提供本文 -
本発明のポリエステルフィルムは、単層ポリエステルフィルムであっても良いし、最外層と中心層を有する、少なくとも3層からなる積層ポリエステルフィルムであっても良い。特に、生産性の点から最外層と中心層の3層構成を有することが好ましい。3層構成における層構成として、表裏の最外層の構成は同組成であっても異組成であっても構わないが、2種3層(A層/B層/A層)が平面性の点から好適である。
【0043】
本発明において3層構成とする場合、最外層(上記2種3層の場合はA層)に粒子を含有し、中心層(上記2種3層の場合はB層)には実質的に粒子を含まないことが好ましい。A層に粒子を含有させる理由は、金属又は金属酸化物系薄膜層やコーティング層等の防湿層を積層するなど後加工工程でのハンドリング性付与及び表面積を大きくすることによって前記防湿層との密着性を向上させるためである。最外層に粒子を添加する場合は、加工性に適した十分なハンドリング性が得られる。本発明の積層フィルムのハンドリング性は、積層フィルム面同士の動摩擦係数(μd)により評価することができる。この場合、加工性の点から動摩擦係数(μd)が0.7以下であることが好ましい。
【0044】
また、B層には実質的に粒子を含まないことが好ましいとした理由は、滑剤粒子、特に無機粒子の凝集体による突起の生成確率を低減させるためである。また係る構成をとることで、透明性の高いフィルムを得ることができ、シースルー型太陽電池など透明性が求められる分野にも好適である。
【0045】
なお、「不活性粒子が実質上含有されていない」とは、例えば、無機粒子の場合、蛍光X線分析で粒子に由来する元素を定量分析した際に、50ppm未満、好ましくは10ppm未満、最も好ましくは検出限界以下となる含有量を意味する。これは積極的に粒子を基材フィルム中に添加させなくても、外来異物由来のコンタミ成分や、原料樹脂あるいはフィルムの製造工程におけるラインや装置に付着した汚れが剥離して、フィルム中に混入する場合があるためである。
【0046】
これらの各層には、必要に応じて、ポリエステル中に各種添加剤を含有させることができる。添加剤としては、例えば、酸化防止剤、耐光剤、ゲル化防止剤、有機湿潤剤、帯電防止剤、紫外線吸収剤、界面活性剤などが挙げられる。
【0047】
最外層に含まれる粒子の種類及び含有量は、無機粒子であっても、有機粒子であってもよく、特に限定されるものではないが、シリカ、二酸化チタン、タルク、カオリナイト等の金属酸化物、炭酸カルシウム、リン酸カルシウム、硫酸バリウムなどのポリエステルに対し不活性な無機粒子が例示される。これらの不活性な無機粒子は、いずれか一種を単独で用いてもよく、また2種以上を併用してもよい。

データ抜粋 -

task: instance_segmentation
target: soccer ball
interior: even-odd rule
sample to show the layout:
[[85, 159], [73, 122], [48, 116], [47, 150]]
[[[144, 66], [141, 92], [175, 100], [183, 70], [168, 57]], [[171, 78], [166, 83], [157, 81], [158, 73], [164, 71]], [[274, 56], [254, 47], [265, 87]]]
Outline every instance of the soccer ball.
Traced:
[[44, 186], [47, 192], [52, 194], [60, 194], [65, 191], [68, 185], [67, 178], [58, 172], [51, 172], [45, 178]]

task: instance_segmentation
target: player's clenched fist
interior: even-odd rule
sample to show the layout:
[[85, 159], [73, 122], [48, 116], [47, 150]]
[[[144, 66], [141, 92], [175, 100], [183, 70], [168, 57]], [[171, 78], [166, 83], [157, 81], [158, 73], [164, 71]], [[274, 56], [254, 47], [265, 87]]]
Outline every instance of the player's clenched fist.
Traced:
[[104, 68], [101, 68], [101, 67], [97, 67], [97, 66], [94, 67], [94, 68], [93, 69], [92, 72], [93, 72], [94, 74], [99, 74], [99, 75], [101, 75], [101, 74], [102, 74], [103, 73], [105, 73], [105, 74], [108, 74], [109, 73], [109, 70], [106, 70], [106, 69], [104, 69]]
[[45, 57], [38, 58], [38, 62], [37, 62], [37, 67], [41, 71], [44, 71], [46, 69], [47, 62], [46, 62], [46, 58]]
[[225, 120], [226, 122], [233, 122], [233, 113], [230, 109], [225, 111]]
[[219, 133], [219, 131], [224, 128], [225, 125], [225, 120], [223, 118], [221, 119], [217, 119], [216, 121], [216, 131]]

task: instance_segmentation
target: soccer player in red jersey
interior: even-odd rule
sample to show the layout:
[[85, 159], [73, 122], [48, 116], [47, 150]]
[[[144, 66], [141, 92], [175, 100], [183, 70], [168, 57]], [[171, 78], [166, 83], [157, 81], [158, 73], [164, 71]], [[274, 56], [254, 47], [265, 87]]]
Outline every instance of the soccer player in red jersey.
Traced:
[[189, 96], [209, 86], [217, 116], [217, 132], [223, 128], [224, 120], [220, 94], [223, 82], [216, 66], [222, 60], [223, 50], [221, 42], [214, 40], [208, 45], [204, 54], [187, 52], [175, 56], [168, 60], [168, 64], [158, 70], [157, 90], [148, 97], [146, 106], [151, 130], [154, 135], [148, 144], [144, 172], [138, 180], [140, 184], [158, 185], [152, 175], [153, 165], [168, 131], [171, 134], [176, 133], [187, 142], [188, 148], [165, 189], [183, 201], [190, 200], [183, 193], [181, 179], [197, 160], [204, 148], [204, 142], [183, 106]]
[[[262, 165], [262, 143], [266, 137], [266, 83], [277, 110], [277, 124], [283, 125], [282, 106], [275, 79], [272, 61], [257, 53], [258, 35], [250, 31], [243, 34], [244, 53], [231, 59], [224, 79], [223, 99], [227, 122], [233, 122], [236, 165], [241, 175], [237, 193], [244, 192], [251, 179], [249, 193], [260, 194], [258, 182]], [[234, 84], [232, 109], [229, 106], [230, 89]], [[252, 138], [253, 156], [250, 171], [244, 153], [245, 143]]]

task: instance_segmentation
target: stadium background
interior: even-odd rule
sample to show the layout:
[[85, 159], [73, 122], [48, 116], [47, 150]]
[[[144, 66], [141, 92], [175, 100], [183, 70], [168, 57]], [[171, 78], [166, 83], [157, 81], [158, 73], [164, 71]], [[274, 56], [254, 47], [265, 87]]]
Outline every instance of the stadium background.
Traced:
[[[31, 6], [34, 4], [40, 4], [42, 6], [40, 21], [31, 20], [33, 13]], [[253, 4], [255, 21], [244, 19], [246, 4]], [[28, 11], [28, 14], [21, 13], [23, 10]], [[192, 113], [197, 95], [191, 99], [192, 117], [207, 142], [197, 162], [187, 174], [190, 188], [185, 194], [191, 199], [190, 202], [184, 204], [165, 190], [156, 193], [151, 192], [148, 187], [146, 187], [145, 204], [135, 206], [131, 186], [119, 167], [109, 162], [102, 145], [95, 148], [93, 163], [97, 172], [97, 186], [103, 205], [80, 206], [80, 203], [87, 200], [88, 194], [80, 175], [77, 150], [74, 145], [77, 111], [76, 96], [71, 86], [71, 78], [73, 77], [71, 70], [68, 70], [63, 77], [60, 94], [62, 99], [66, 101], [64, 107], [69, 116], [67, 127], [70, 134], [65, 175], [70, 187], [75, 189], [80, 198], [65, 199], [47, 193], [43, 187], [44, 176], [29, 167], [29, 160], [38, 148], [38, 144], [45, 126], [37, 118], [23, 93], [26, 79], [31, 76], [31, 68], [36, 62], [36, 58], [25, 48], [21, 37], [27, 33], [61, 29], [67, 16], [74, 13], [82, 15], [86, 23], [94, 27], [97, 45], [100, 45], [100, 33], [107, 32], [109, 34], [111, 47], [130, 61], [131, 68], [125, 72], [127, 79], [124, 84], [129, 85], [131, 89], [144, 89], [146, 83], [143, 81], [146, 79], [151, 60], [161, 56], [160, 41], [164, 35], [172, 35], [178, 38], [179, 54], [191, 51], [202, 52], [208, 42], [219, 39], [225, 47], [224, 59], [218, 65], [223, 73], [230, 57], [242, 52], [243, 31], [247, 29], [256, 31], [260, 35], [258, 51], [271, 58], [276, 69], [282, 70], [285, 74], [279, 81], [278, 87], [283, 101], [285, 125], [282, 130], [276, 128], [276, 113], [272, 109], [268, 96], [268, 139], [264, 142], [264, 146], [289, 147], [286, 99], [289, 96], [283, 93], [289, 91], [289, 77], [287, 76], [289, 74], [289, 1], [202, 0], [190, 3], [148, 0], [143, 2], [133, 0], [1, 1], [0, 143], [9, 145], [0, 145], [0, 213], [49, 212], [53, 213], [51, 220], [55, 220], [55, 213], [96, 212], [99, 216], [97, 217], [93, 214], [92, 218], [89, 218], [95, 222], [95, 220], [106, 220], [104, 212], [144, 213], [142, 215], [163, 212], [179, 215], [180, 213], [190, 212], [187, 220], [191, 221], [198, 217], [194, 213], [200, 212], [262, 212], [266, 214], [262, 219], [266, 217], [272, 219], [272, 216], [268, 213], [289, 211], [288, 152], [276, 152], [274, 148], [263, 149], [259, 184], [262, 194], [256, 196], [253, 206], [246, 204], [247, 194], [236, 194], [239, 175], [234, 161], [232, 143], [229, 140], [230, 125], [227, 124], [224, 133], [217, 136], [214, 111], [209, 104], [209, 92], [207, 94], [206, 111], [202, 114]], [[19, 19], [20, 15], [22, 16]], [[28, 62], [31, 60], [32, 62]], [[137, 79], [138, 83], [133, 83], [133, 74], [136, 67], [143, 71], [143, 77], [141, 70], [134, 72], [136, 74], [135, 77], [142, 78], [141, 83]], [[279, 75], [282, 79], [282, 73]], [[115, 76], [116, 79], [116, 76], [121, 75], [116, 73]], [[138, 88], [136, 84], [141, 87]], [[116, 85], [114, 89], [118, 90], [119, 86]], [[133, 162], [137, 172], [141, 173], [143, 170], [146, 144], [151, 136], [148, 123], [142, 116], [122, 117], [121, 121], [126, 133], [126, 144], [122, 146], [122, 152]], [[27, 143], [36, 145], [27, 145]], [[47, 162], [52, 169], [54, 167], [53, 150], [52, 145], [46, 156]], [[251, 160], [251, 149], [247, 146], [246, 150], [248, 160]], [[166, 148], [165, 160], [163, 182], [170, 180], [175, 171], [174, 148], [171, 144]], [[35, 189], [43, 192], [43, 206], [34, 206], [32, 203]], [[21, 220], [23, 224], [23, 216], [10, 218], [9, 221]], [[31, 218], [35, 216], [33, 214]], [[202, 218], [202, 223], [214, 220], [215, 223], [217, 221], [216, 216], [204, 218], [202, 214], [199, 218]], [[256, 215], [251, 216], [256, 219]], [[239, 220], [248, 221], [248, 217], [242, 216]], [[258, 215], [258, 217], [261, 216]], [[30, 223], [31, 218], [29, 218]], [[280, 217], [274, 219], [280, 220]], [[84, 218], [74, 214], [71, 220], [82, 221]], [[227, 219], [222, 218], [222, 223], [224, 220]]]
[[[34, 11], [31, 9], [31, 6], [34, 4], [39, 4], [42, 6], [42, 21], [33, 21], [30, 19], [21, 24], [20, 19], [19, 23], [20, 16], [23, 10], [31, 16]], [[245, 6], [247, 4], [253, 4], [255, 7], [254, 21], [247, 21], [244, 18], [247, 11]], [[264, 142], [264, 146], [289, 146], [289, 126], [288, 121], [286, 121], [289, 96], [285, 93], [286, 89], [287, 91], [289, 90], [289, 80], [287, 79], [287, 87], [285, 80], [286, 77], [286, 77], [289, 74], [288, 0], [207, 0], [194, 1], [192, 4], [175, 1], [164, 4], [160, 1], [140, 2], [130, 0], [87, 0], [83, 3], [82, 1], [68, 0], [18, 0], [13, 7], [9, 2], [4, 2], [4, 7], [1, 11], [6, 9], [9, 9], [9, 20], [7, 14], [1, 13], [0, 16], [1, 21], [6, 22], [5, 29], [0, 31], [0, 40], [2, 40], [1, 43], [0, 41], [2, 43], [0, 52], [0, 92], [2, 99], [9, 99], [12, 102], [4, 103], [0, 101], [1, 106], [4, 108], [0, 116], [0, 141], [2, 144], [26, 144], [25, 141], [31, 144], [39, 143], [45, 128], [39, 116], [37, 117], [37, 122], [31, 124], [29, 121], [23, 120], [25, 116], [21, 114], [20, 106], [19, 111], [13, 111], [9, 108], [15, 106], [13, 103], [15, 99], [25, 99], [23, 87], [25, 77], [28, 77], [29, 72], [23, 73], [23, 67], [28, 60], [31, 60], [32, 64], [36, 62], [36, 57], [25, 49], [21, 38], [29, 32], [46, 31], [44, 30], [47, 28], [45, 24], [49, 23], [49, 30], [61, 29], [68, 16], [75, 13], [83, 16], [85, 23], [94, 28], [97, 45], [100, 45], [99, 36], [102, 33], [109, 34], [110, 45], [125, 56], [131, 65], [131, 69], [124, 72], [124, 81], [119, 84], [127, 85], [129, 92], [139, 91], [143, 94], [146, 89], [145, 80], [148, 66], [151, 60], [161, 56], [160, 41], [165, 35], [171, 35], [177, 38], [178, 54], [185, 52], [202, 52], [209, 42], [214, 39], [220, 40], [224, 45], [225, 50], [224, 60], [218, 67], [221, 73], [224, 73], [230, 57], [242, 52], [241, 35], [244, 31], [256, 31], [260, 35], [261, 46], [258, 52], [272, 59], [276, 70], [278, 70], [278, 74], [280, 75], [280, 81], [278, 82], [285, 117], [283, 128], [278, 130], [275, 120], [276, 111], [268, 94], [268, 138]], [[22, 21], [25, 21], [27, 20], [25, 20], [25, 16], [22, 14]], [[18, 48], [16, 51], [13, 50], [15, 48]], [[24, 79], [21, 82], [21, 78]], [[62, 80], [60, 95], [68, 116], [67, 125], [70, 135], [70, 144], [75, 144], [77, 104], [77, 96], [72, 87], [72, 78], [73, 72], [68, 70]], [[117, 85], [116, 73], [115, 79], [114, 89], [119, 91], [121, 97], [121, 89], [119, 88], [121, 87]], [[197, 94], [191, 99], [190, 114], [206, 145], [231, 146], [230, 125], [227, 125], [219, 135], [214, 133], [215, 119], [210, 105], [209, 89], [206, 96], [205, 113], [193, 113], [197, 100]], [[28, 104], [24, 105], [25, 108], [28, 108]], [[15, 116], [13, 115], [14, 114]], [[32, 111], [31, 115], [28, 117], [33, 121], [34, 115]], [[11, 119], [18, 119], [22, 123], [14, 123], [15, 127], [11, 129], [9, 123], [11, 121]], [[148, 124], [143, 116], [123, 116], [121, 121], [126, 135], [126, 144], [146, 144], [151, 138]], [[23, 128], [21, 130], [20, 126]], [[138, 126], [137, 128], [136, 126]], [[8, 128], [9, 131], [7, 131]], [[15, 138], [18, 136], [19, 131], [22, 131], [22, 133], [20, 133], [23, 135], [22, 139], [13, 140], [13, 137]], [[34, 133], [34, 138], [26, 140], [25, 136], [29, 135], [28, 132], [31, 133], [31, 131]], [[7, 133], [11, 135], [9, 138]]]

指示 - ポリエステルフィルムについての本文のうち、「本発明のポリエステルフィルム」から始まり「められる分野にも好適である。」まで続く部分を、「ハンドリング性」を「取り扱い性」に置き換えて書き改めてください。 資料は本文とは別個のものです。

解答 -
本発明のポリエステルフィルムは、単層ポリエステルフィルムであっても良いし、最外層と中心層を有する、少なくとも3層からなる積層ポリエステルフィルムであっても良い。特に、生産性の点から最外層と中心層の3層構成を有することが好ましい。3層構成における層構成として、表裏の最外層の構成は同組成であっても異組成であっても構わないが、2種3層(A層/B層/A層)が平面性の点から好適である。
【0043】
本発明において3層構成とする場合、最外層(上記2種3層の場合はA層)に粒子を含有し、中心層(上記2種3層の場合はB層)には実質的に粒子を含まないことが好ましい。A層に粒子を含有させる理由は、金属又は金属酸化物系薄膜層やコーティング層等の防湿層を積層するなど後加工工程での取り扱い性付与及び表面積を大きくすることによって前記防湿層との密着性を向上させるためである。最外層に粒子を添加する場合は、加工性に適した十分な取り扱い性が得られる。本発明の積層フィルムの取り扱い性は、積層フィルム面同士の動摩擦係数(μd)により評価することができる。この場合、加工性の点から動摩擦係数(μd)が0.7以下であることが好ましい。
【0044】
また、B層には実質的に粒子を含まないことが好ましいとした理由は、滑剤粒子、特に無機粒子の凝集体による突起の生成確率を低減させるためである。また係る構成をとることで、透明性の高いフィルムを得ることができ、シースルー型太陽電池など透明性が求められる分野にも好適である。